In addition, when the lighting control device 100 executes scene playback based on, for example, the operation of the operation unit 140, if the monitoring unit 154 determines as a result of monitoring that the amount of change in the state of the lighting device 10 increases after a predetermined time has elapsed and exceeds the monitoring parameter 123, the monitoring unit 154 can interrupt the collection of device information after the predetermined time has elapsed.

When the monitoring unit 154 determines that the lighting device 10 is in a state that will cause dimming, it instructs the collection unit 153 to suspend collection of device information. Note that collection of device information may be resumed, for example, when the amount of change in the state does not exceed the monitoring parameter 123 for a predetermined period (e.g., 1 to 5 minutes) after the collection of device information is suspended, or may be resumed after the scene played by the operation accepted by the operation unit 140 ends.

In this way, the lighting control system 1 according to the embodiment communicates with the lighting devices 10 while sending and receiving control signals that change the state of the lighting devices 10 that have a communication function. The lighting control system 1 also has a control device (lighting control device 100) that interrupts the transmission of device information to the lighting devices 10 based on the amount of change in the state of the lighting devices 10. This makes it possible to prevent or reduce the occurrence of dimming interruptions.

The control device (lighting control device 100) according to the embodiment includes a receiving unit 151, a generating unit 152, and a monitoring unit 154. The receiving unit 151 receives information related to the control of the lighting device 10. The generating unit 152 generates a control signal for the lighting device 10. The monitoring unit 154 monitors the amount of change based on the information generated by the generating unit 152. This makes it possible to prevent or reduce the occurrence of dimming interruptions.

The control device (lighting control device 100) according to the embodiment also includes an operation unit 140 and a monitoring unit 154. The operation unit 140 accepts operations related to the control of the lighting device 10. The monitoring unit 154 monitors the amount of change based on the operations accepted by the operation unit 140. This makes it possible to prevent or reduce the occurrence of dimming interruptions.

The control device (lighting control device 100) according to the embodiment also suspends transmission of device information after a predetermined time has elapsed based on the operation received by the operation unit 140. This makes it possible to prevent or reduce the occurrence of dimming interruptions.

########

**Work instructions**
In the lighting control passage, why does the control device interrupt the sending of device information based on how much the state of the lighting devices changes? Answer in one to three sentences. The lines after this sentence are separate material, not part of the lighting control passage.

**The data**

########

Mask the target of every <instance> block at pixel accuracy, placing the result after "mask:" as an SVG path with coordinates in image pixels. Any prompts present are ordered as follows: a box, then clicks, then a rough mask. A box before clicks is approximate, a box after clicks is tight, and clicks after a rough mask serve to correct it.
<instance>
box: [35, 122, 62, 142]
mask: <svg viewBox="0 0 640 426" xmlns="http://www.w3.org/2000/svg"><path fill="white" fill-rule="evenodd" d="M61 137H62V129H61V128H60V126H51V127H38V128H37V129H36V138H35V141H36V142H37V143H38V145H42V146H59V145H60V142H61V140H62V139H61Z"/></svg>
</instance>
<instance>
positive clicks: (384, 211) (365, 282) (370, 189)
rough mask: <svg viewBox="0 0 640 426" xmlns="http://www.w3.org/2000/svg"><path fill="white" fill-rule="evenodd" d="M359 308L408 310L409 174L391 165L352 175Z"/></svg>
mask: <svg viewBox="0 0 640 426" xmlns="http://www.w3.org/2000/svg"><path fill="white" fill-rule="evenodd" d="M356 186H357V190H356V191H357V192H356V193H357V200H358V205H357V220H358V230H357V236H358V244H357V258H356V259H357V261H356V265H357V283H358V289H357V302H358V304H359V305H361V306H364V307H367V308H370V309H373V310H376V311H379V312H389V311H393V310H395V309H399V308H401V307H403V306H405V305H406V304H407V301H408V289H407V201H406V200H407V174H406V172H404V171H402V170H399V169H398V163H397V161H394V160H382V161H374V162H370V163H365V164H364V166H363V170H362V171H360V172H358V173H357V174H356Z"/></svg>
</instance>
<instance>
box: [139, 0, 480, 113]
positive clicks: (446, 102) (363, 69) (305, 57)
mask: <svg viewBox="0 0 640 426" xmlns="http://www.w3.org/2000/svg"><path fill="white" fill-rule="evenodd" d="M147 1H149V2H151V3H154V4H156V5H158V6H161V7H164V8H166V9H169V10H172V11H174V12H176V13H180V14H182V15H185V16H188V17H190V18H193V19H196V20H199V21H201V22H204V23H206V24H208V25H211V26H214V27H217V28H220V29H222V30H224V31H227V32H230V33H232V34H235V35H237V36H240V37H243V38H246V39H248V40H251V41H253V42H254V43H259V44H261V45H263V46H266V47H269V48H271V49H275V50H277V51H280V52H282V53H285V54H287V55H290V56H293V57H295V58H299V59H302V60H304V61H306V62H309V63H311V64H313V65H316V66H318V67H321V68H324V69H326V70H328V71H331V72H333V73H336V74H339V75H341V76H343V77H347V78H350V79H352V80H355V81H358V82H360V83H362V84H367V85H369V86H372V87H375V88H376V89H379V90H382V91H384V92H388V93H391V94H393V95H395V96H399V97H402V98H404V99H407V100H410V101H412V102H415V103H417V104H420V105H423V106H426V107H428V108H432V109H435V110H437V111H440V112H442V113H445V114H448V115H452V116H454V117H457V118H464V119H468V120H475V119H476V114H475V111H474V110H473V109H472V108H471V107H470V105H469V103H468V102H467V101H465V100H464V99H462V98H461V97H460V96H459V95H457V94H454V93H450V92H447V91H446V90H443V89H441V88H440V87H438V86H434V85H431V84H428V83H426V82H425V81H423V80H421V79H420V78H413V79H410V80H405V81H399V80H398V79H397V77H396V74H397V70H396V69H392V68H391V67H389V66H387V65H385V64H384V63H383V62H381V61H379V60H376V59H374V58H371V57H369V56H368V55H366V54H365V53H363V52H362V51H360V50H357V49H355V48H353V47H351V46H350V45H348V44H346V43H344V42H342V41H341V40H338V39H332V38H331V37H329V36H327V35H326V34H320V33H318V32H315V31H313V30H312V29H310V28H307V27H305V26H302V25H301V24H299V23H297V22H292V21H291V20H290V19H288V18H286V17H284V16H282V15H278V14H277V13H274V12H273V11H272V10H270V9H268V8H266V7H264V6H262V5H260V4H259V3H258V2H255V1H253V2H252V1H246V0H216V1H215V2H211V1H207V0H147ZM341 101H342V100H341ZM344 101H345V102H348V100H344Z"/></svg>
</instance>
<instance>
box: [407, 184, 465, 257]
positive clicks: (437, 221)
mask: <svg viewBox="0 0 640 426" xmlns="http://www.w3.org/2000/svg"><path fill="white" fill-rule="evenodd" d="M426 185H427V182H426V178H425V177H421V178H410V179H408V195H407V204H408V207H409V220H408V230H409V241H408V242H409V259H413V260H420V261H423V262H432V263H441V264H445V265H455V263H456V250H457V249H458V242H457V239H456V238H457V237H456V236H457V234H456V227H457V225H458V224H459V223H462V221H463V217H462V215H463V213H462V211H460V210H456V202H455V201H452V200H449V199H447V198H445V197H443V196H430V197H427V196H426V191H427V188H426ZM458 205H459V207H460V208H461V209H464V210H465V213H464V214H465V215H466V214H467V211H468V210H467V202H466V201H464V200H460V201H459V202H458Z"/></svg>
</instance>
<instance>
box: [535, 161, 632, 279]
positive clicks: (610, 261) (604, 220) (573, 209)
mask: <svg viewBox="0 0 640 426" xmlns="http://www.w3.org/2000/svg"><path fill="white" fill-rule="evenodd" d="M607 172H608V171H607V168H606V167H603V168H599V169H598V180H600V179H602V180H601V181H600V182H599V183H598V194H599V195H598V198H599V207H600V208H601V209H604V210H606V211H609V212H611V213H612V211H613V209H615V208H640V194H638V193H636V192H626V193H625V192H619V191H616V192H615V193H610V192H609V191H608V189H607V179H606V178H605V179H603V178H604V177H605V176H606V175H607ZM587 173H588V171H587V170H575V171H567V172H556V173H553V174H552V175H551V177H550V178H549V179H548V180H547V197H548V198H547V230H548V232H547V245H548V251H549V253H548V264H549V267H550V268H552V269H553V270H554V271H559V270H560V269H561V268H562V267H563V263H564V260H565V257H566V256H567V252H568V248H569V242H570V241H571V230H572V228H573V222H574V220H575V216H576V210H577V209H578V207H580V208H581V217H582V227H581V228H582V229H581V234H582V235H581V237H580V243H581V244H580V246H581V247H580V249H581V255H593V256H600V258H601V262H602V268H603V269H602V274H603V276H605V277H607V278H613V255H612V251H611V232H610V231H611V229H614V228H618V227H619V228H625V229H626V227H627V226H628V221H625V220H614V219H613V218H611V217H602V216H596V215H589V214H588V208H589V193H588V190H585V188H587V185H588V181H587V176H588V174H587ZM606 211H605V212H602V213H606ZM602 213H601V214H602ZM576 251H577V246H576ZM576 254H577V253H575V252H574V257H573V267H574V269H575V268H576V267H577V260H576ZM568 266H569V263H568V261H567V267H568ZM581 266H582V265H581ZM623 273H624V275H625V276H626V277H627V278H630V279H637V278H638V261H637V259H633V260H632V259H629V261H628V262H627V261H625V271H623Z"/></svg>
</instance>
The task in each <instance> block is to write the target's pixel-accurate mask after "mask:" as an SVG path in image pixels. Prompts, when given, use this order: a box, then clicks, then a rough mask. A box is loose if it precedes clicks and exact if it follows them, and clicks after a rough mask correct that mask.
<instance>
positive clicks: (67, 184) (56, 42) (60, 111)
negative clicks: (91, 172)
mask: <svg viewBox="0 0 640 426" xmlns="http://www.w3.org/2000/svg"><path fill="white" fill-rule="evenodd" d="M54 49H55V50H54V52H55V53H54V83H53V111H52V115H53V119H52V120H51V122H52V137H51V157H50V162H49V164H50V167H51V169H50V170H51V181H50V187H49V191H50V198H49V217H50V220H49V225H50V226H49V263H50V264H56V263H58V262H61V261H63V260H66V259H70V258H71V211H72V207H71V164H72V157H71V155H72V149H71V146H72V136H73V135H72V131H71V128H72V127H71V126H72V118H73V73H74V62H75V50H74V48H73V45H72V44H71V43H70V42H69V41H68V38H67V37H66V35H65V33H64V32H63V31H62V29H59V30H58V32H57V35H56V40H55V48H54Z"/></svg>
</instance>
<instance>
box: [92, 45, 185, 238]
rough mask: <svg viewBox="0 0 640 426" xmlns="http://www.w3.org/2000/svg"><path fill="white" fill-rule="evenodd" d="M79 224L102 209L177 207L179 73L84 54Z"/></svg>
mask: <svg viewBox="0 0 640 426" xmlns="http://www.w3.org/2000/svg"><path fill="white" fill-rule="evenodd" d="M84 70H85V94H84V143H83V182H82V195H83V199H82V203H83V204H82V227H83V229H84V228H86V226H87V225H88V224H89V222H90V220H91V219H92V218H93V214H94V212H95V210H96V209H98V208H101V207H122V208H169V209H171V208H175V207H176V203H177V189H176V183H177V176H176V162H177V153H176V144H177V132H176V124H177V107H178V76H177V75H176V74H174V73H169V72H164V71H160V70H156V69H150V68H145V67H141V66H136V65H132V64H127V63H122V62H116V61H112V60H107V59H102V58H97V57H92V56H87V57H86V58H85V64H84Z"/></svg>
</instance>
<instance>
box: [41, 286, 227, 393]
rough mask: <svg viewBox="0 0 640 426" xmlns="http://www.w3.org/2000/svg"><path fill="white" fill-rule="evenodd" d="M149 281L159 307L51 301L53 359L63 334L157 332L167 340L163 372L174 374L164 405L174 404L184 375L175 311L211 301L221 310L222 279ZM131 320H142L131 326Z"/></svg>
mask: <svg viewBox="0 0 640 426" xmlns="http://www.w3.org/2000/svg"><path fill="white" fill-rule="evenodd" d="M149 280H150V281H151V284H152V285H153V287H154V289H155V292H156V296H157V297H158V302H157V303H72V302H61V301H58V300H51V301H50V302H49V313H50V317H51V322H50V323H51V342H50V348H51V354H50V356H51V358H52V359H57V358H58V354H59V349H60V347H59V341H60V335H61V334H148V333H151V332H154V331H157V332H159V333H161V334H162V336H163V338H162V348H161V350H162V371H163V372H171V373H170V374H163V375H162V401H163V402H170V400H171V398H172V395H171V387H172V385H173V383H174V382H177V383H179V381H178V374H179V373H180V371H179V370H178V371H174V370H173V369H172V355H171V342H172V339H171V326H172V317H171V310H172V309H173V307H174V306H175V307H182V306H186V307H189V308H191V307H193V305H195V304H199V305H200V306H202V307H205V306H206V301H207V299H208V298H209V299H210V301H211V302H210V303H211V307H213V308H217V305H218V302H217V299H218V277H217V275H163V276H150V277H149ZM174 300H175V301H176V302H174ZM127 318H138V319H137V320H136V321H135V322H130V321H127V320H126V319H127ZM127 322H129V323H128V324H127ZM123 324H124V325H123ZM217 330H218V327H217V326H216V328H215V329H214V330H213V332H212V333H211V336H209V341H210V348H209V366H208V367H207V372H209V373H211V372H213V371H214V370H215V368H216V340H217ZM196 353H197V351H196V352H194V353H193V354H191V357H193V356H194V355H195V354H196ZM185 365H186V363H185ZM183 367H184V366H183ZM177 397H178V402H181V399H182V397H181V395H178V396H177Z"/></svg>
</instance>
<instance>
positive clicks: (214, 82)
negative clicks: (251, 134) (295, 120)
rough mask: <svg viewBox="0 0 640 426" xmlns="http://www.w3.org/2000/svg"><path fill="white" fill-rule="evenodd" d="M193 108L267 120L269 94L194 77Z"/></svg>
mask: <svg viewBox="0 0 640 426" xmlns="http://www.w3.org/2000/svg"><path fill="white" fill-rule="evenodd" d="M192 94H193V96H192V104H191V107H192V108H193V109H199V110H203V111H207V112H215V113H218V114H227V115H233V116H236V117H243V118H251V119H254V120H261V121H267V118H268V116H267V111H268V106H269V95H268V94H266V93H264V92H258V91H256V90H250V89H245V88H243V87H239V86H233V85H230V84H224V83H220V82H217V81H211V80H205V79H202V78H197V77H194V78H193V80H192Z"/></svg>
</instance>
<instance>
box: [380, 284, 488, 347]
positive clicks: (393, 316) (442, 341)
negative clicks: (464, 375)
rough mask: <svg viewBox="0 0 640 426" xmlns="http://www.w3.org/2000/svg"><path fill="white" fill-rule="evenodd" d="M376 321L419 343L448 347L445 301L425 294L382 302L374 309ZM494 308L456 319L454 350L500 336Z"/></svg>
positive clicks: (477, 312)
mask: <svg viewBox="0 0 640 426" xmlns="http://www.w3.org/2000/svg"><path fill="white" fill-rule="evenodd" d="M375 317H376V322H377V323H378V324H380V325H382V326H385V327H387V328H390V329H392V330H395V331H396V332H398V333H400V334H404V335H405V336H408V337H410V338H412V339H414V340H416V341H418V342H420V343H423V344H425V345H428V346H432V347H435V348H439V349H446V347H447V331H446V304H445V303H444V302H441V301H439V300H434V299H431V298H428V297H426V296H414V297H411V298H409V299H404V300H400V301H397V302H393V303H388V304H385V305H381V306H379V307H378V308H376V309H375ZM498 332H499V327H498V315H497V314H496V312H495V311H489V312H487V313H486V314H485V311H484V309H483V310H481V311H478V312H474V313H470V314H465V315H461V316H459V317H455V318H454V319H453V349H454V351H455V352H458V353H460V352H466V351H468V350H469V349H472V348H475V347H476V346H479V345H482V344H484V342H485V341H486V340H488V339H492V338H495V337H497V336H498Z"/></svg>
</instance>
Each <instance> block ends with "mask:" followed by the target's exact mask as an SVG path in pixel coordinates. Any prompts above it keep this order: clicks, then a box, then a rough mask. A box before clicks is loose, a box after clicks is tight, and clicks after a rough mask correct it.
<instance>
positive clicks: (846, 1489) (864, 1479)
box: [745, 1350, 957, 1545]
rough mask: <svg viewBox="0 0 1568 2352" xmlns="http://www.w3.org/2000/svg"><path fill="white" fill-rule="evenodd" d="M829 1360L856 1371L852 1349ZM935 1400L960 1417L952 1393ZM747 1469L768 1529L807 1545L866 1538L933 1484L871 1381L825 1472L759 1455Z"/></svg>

########

**Written solution**
Interrupting the sending of device information based on the amount of change makes it possible to prevent or reduce dimming interruptions. The monitoring unit tells the collection unit to suspend collection when it determines that the lighting device is in a state that will cause dimming.